*Problem to work on*
Select every line below that contains the word "umbrella", treating uppercase and lowercase letters as different, and copy those lines.
-- Begin Given records --
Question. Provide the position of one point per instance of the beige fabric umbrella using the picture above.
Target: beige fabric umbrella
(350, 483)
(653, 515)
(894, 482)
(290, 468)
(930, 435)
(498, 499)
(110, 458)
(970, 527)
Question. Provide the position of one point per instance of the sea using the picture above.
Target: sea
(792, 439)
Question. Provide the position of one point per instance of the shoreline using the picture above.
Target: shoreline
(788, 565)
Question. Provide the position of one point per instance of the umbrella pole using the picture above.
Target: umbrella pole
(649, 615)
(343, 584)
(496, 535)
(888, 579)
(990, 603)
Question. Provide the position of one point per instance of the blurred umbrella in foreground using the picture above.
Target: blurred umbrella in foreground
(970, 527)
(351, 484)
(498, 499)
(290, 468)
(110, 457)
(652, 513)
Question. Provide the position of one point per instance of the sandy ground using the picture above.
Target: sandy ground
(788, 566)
-- End Given records --
-- Begin Given records --
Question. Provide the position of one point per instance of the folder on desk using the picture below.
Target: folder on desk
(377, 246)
-- End Given records --
*Full response*
Question. Provide the position of one point per instance of the beige fabric umbrella using the picture above.
Target: beige fabric umbrella
Question. Provide the position of one point per instance of the umbrella pole using the picture above.
Target: umbrella pole
Question. Provide the position of one point per instance of the blurred umbrella in foreground using the picture above.
Target: blurred umbrella in foreground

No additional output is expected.